Benötigen Sie Hilfe?
Vermieterpfandrecht als Druckmittel?
Sie sind Vermieter und sehen sich mit ausstehenden Mietzahlungen konfrontiert? Oder haben Sie als Mieter Schwierigkeiten mit Ihrem Vermieter, weil dieser Gegenstände aus der Wohnung pfänden ließ, um vermeintliche Forderungen zu begleichen – möglicherweise sogar im Zusammenhang mit der Kaution? Das Vermieterpfandrecht ist ein komplexes Feld, in dem die Interessen beider Parteien oft kollidieren. Eine klare Einschätzung Ihrer rechtlichen Position ist daher entscheidend.
Unsere Kanzlei unterstützt sowohl Vermieter als auch Mieter bei der Durchsetzung ihrer Rechte im Mietrecht. Wir analysieren Ihren individuellen Fall, prüfen die Rechtmäßigkeit der Pfändung und entwickeln eine Strategie, die Ihren Interessen dient. Vertrauen Sie auf unsere Expertise, um Ihre Ansprüche effektiv zu vertreten.
Häufig gestellte Fragen (FAQ)
Was genau bedeutet das Vermieterpfandrecht und welche Arten von Forderungen des Vermieters sichert es ab?
Das Vermieterpfandrecht ist ein gesetzliches Sicherungsrecht, das Ihrem Vermieter automatisch zusteht. Es entsteht, ohne dass es ausdrücklich im Mietvertrag vereinbart werden muss. Stellen Sie es sich wie ein automatisches „Pfand“ an bestimmten Gegenständen vor, die Sie als Mieter in die Wohnung oder die Geschäftsräume bringen. Dieses Pfandrecht soll sicherstellen, dass der Vermieter bestimmte offene Forderungen aus dem Mietverhältnis begleichen kann, falls Sie als Mieter nicht zahlen.
Welche Forderungen sichert das Vermieterpfandrecht?
Das Vermieterpfandrecht sichert verschiedene Arten von Forderungen, die direkt aus dem Mietverhältnis stammen. Dazu gehören insbesondere:
- Laufende und rückständige Miete: Das umfasst die Grundmiete für den aktuellen und den unmittelbar folgenden Mietzeitraum sowie Mietrückstände aus dem vergangenen Jahr.

◆ **Einträge eines Datensatzes**:
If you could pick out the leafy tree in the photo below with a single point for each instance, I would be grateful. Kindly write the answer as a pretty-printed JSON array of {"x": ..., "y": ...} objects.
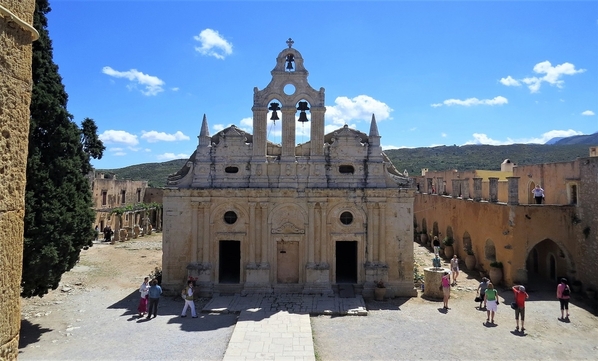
[{"x": 58, "y": 200}]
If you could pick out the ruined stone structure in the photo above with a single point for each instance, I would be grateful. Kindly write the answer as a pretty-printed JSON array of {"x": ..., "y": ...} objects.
[
  {"x": 110, "y": 194},
  {"x": 16, "y": 36},
  {"x": 494, "y": 214},
  {"x": 247, "y": 215}
]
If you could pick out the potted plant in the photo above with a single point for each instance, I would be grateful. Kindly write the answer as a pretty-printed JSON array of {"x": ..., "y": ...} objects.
[
  {"x": 496, "y": 272},
  {"x": 448, "y": 247},
  {"x": 470, "y": 259},
  {"x": 379, "y": 290}
]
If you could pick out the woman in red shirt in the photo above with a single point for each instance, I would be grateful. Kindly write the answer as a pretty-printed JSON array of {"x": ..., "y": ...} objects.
[{"x": 520, "y": 297}]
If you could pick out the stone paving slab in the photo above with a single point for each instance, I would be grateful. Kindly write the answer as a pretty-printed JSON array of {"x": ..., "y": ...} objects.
[
  {"x": 265, "y": 335},
  {"x": 294, "y": 303}
]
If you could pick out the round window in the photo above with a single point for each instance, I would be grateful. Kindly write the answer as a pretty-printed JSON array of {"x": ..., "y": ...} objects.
[
  {"x": 230, "y": 217},
  {"x": 346, "y": 218}
]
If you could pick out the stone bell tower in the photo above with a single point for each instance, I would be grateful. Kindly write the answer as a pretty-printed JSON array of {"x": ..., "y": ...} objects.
[{"x": 289, "y": 86}]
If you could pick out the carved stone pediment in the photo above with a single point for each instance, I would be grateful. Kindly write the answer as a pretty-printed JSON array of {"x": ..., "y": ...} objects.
[{"x": 288, "y": 228}]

◆ **Zu erledigende Aufgaben**:
1. Geben Sie aus dem Text über das Vermieterpfandrecht den Abschnitt wörtlich wieder, beginnend bei „Unsere Kanzlei unterstützt“ und endend bei „effektiv zu vertreten.“.
2. Führen Sie den Text über das Vermieterpfandrecht im Anschluss an seinen letzten Satz weiter.
Die Daten sind eigenständiges Material und gehören nicht zum Text über das Vermieterpfandrecht.

◆ **Antworten**:
1.
Unsere Kanzlei unterstützt sowohl Vermieter als auch Mieter bei der Durchsetzung ihrer Rechte im Mietrecht. Wir analysieren Ihren individuellen Fall, prüfen die Rechtmäßigkeit der Pfändung und entwickeln eine Strategie, die Ihren Interessen dient. Vertrauen Sie auf unsere Expertise, um Ihre Ansprüche effektiv zu vertreten.

2.
- Nebenkosten: Auch offene Forderungen aus Nebenkostenabrechnungen (wie Heiz- oder Wasserkosten) können durch das Pfandrecht gesichert sein, sofern diese als Teil der Miete oder gesondert geschuldet werden.
- Schadensersatzansprüche: Wenn Sie als Mieter Schäden an der Mietsache verursacht haben (z.B. ein beschädigter Boden, eine kaputte Tür) und dafür haften, kann der Vermieter diese Schadensersatzforderung durch das Pfandrecht absichern. Dies gilt auch für Schäden, die durch eine vertragswidrige Nutzung der Räume entstehen.
Wie verhält es sich mit der Kaution?
Die Kaution ist ein separates Sicherungsmittel. Das Vermieterpfandrecht sichert nicht den Anspruch des Vermieters auf Zahlung der Kaution selbst. Wenn Sie also die vereinbarte Kaution noch nicht gezahlt haben, kann der Vermieter diese nicht direkt über das Pfandrecht einfordern.
Allerdings sichert das Vermieterpfandrecht diejenigen Forderungen, die eigentlich durch die Kaution abgedeckt wären, falls die Kaution nicht gezahlt wurde oder nicht ausreicht. Beispiel: Sie ziehen aus, haben keine Kaution gezahlt und hinterlassen Schäden. Der Vermieter kann seinen Schadensersatzanspruch dann (auch) über das Vermieterpfandrecht an Ihren eingebrachten Sachen geltend machen.
Welche Gegenstände sind vom Pfandrecht betroffen?
Das Pfandrecht erstreckt sich auf die beweglichen Sachen, die Ihnen als Mieter gehören und die Sie in die Mieträume eingebracht haben. Wichtig ist dabei:
- Eingebracht: Die Sachen müssen sich tatsächlich in den gemieteten Räumen befinden.
- Eigentum des Mieters: Sachen, die Ihnen nicht gehören (z.B. geliehene oder gemietete Möbel), unterliegen nicht dem Pfandrecht.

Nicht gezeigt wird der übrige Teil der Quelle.